[Dataset entries]
****

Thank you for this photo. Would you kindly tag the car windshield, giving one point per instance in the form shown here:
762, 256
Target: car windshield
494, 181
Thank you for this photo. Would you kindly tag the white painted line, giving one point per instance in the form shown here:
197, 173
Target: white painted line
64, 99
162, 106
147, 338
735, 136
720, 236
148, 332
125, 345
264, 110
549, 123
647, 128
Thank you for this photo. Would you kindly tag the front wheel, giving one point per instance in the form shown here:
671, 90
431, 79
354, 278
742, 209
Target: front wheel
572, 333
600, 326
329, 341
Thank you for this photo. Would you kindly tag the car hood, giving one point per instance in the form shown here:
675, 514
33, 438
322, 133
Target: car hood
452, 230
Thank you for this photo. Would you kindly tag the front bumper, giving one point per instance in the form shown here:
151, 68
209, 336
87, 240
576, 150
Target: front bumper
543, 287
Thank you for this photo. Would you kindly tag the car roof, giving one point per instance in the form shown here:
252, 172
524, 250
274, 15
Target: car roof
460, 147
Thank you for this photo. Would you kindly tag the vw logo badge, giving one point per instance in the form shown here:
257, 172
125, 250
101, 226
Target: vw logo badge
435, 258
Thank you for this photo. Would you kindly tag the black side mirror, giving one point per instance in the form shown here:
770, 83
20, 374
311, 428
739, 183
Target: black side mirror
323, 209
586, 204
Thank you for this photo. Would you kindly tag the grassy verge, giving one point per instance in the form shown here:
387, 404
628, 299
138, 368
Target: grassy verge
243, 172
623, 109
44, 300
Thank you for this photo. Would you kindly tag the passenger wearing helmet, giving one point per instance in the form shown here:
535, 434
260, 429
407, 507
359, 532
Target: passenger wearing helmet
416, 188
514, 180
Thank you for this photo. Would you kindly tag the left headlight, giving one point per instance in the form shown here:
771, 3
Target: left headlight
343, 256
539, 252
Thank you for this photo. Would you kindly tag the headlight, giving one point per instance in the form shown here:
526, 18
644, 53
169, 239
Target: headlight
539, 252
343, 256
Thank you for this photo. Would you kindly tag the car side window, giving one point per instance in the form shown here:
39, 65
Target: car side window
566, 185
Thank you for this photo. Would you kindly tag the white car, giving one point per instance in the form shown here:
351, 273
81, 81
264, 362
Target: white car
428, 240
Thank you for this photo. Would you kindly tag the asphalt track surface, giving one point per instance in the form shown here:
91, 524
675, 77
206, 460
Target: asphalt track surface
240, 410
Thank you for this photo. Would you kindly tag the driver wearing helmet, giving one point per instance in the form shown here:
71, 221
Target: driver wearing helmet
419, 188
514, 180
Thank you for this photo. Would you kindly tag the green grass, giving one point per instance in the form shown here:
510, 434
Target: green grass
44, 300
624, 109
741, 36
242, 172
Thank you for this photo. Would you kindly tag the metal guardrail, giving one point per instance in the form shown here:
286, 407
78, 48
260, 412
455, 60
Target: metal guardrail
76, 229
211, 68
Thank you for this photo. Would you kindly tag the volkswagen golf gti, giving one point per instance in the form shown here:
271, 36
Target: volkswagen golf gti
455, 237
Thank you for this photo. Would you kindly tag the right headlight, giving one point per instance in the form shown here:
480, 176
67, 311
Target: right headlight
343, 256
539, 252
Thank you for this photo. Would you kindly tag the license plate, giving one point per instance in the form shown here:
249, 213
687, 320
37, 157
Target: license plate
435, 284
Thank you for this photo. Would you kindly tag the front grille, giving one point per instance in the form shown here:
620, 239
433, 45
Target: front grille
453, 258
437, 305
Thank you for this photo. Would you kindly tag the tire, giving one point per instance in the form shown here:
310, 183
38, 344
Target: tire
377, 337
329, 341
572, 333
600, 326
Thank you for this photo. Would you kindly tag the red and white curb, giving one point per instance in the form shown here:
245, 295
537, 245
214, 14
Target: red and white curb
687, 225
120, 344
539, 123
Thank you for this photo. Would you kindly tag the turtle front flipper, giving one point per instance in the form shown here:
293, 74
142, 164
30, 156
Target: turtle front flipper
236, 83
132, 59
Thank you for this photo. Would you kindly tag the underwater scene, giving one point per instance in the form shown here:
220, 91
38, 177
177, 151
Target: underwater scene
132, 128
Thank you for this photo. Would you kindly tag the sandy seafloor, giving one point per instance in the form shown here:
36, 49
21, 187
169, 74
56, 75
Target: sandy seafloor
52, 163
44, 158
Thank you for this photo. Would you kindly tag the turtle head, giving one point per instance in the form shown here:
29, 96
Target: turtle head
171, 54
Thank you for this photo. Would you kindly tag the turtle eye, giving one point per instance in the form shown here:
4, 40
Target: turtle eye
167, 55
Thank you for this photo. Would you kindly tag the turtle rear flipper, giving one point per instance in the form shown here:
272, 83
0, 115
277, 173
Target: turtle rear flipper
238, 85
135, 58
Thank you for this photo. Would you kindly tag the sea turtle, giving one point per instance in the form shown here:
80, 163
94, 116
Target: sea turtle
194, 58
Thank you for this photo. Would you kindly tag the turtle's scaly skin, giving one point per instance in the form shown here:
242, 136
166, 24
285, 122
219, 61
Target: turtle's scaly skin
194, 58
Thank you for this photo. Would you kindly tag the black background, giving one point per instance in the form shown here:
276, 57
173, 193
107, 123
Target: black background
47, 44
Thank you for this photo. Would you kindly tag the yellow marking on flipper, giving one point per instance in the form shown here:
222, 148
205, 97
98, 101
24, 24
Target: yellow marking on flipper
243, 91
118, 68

****

» GIVEN INSTRUCTION
Render every line of the data above as a Markdown table with two columns, "Row" for the row number and "Line" for the line itself, skipping blank lines.

» RESULT OF THE EXERCISE
| Row | Line |
|---|---|
| 1 | Thank you for this photo. Would you kindly tag the car windshield, giving one point per instance in the form shown here: |
| 2 | 762, 256 |
| 3 | Target: car windshield |
| 4 | 494, 181 |
| 5 | Thank you for this photo. Would you kindly tag the white painted line, giving one point per instance in the form shown here: |
| 6 | 197, 173 |
| 7 | Target: white painted line |
| 8 | 64, 99 |
| 9 | 162, 106 |
| 10 | 147, 338 |
| 11 | 735, 136 |
| 12 | 720, 236 |
| 13 | 148, 332 |
| 14 | 125, 345 |
| 15 | 264, 110 |
| 16 | 549, 123 |
| 17 | 647, 128 |
| 18 | Thank you for this photo. Would you kindly tag the front wheel, giving one point per instance in the form shown here: |
| 19 | 671, 90 |
| 20 | 431, 79 |
| 21 | 354, 278 |
| 22 | 742, 209 |
| 23 | Target: front wheel |
| 24 | 572, 333 |
| 25 | 600, 326 |
| 26 | 329, 341 |
| 27 | Thank you for this photo. Would you kindly tag the car hood, giving one point per instance in the form shown here: |
| 28 | 675, 514 |
| 29 | 33, 438 |
| 30 | 322, 133 |
| 31 | Target: car hood |
| 32 | 452, 230 |
| 33 | Thank you for this photo. Would you kindly tag the front bumper, giving one point per instance in the form shown here: |
| 34 | 151, 68 |
| 35 | 209, 336 |
| 36 | 87, 240 |
| 37 | 576, 150 |
| 38 | Target: front bumper |
| 39 | 543, 287 |
| 40 | Thank you for this photo. Would you kindly tag the car roof, giving one point per instance in the form shown here: |
| 41 | 252, 172 |
| 42 | 524, 250 |
| 43 | 274, 15 |
| 44 | Target: car roof |
| 45 | 460, 147 |
| 46 | Thank you for this photo. Would you kindly tag the vw logo badge, giving one point per instance in the form shown here: |
| 47 | 257, 172 |
| 48 | 125, 250 |
| 49 | 101, 226 |
| 50 | Target: vw logo badge |
| 51 | 435, 258 |
| 52 | Thank you for this photo. Would you kindly tag the black side mirror, giving one point per instance in the form shown here: |
| 53 | 770, 83 |
| 54 | 20, 374 |
| 55 | 311, 428 |
| 56 | 739, 183 |
| 57 | Target: black side mirror |
| 58 | 323, 209 |
| 59 | 586, 204 |
| 60 | Thank you for this photo. Would you kindly tag the grassy verge, giving one point per instance in the form shown here: |
| 61 | 387, 404 |
| 62 | 628, 299 |
| 63 | 138, 368 |
| 64 | Target: grassy verge |
| 65 | 243, 172 |
| 66 | 623, 109 |
| 67 | 44, 300 |
| 68 | Thank you for this photo. Would you kindly tag the passenger wearing helmet, giving one point per instance in the form shown here: |
| 69 | 535, 434 |
| 70 | 260, 429 |
| 71 | 407, 507 |
| 72 | 359, 532 |
| 73 | Target: passenger wearing helmet |
| 74 | 416, 188 |
| 75 | 514, 180 |
| 76 | Thank you for this photo. Would you kindly tag the left headlight, giving one point per instance in the form shown here: |
| 77 | 771, 3 |
| 78 | Target: left headlight |
| 79 | 343, 256 |
| 80 | 539, 252 |
| 81 | Thank you for this photo. Would you kindly tag the headlight, giving one point per instance in the form shown here: |
| 82 | 526, 18 |
| 83 | 644, 53 |
| 84 | 169, 239 |
| 85 | Target: headlight |
| 86 | 539, 252 |
| 87 | 343, 256 |
| 88 | Thank you for this photo. Would you kindly tag the car side window, giving one point per instance in the form shown here: |
| 89 | 39, 65 |
| 90 | Target: car side window |
| 91 | 566, 185 |
| 92 | Thank you for this photo. Would you kindly tag the white car, giving one point per instance in the form shown here: |
| 93 | 351, 273 |
| 94 | 81, 81 |
| 95 | 264, 362 |
| 96 | Target: white car |
| 97 | 428, 240 |
| 98 | Thank you for this photo. Would you kindly tag the asphalt track surface, giving one point per instance in the form shown here: |
| 99 | 91, 524 |
| 100 | 675, 77 |
| 101 | 206, 460 |
| 102 | Target: asphalt track surface |
| 103 | 240, 410 |
| 104 | Thank you for this photo. Would you kindly tag the driver wearing helmet, giving one point per instance in the form shown here: |
| 105 | 71, 221 |
| 106 | Target: driver wearing helmet |
| 107 | 419, 188 |
| 108 | 514, 180 |
| 109 | Thank you for this photo. Would you kindly tag the green grass, giving one point per instance in the form shown here: |
| 110 | 510, 434 |
| 111 | Target: green grass |
| 112 | 44, 300 |
| 113 | 624, 109 |
| 114 | 741, 36 |
| 115 | 242, 172 |
| 116 | Thank you for this photo. Would you kindly tag the metal guardrail, giving one point per instance in the form shown here: |
| 117 | 286, 407 |
| 118 | 78, 48 |
| 119 | 260, 412 |
| 120 | 455, 60 |
| 121 | Target: metal guardrail |
| 122 | 76, 229 |
| 123 | 211, 68 |
| 124 | Thank you for this photo. Would you kindly tag the volkswagen golf gti, giving one point per instance in the form shown here: |
| 125 | 271, 36 |
| 126 | Target: volkswagen golf gti |
| 127 | 455, 237 |
| 128 | Thank you for this photo. Would you kindly tag the right headlight, giving one point per instance in the form shown here: |
| 129 | 480, 176 |
| 130 | 67, 311 |
| 131 | Target: right headlight |
| 132 | 343, 256 |
| 133 | 539, 252 |
| 134 | Thank you for this photo. Would you kindly tag the license plate, giving one point per instance in the form shown here: |
| 135 | 249, 213 |
| 136 | 687, 320 |
| 137 | 37, 157 |
| 138 | Target: license plate |
| 139 | 435, 284 |
| 140 | Thank you for this photo. Would you kindly tag the front grille, giving one point per instance in the form shown here: |
| 141 | 620, 239 |
| 142 | 433, 45 |
| 143 | Target: front grille |
| 144 | 453, 258 |
| 145 | 437, 305 |
| 146 | Thank you for this photo. Would you kindly tag the tire, giving one point per instance in the form shown here: |
| 147 | 310, 183 |
| 148 | 38, 344 |
| 149 | Target: tire |
| 150 | 377, 337 |
| 151 | 329, 341 |
| 152 | 572, 333 |
| 153 | 600, 326 |
| 154 | Thank you for this photo. Would you kindly tag the red and white curb, giving one point per instance in the form shown here: |
| 155 | 245, 295 |
| 156 | 537, 245 |
| 157 | 214, 14 |
| 158 | Target: red and white curb |
| 159 | 687, 225 |
| 160 | 120, 344 |
| 161 | 539, 123 |
| 162 | Thank you for this photo. Would you kindly tag the turtle front flipper, giving one point per instance in the form shown here: |
| 163 | 293, 74 |
| 164 | 142, 164 |
| 165 | 30, 156 |
| 166 | Target: turtle front flipper |
| 167 | 236, 83 |
| 168 | 132, 59 |
| 169 | Thank you for this photo. Would you kindly tag the underwater scene, giving one point per instance in the form shown here: |
| 170 | 220, 91 |
| 171 | 38, 177 |
| 172 | 177, 151 |
| 173 | Target: underwater scene |
| 174 | 132, 128 |
| 175 | Thank you for this photo. Would you kindly tag the sandy seafloor, giving one point per instance in the form shown here: |
| 176 | 36, 49 |
| 177 | 21, 187 |
| 178 | 169, 74 |
| 179 | 56, 75 |
| 180 | Target: sandy seafloor |
| 181 | 52, 163 |
| 182 | 44, 158 |
| 183 | Thank you for this photo. Would you kindly tag the turtle head, giving one point per instance in the form shown here: |
| 184 | 29, 96 |
| 185 | Target: turtle head |
| 186 | 171, 54 |
| 187 | Thank you for this photo. Would you kindly tag the turtle eye, giving one point per instance in the form shown here: |
| 188 | 4, 40 |
| 189 | Target: turtle eye |
| 190 | 167, 55 |
| 191 | Thank you for this photo. Would you kindly tag the turtle rear flipper, giving one point per instance in the form shown here: |
| 192 | 272, 83 |
| 193 | 0, 115 |
| 194 | 277, 173 |
| 195 | Target: turtle rear flipper |
| 196 | 238, 85 |
| 197 | 135, 58 |
| 198 | Thank you for this photo. Would you kindly tag the sea turtle, giving one point per instance in the form shown here: |
| 199 | 80, 163 |
| 200 | 94, 116 |
| 201 | Target: sea turtle |
| 202 | 194, 58 |
| 203 | Thank you for this photo. Would you kindly tag the turtle's scaly skin, giving one point per instance in the form shown here: |
| 204 | 242, 136 |
| 205 | 166, 24 |
| 206 | 285, 122 |
| 207 | 219, 61 |
| 208 | Target: turtle's scaly skin |
| 209 | 194, 58 |
| 210 | Thank you for this photo. Would you kindly tag the black background, giving one point per instance in the form shown here: |
| 211 | 276, 57 |
| 212 | 173, 193 |
| 213 | 107, 123 |
| 214 | Target: black background |
| 215 | 47, 44 |
| 216 | Thank you for this photo. Would you kindly tag the yellow marking on flipper, giving one point per instance in the form shown here: |
| 217 | 222, 148 |
| 218 | 205, 97 |
| 219 | 98, 101 |
| 220 | 24, 24 |
| 221 | Target: yellow marking on flipper |
| 222 | 243, 91 |
| 223 | 118, 68 |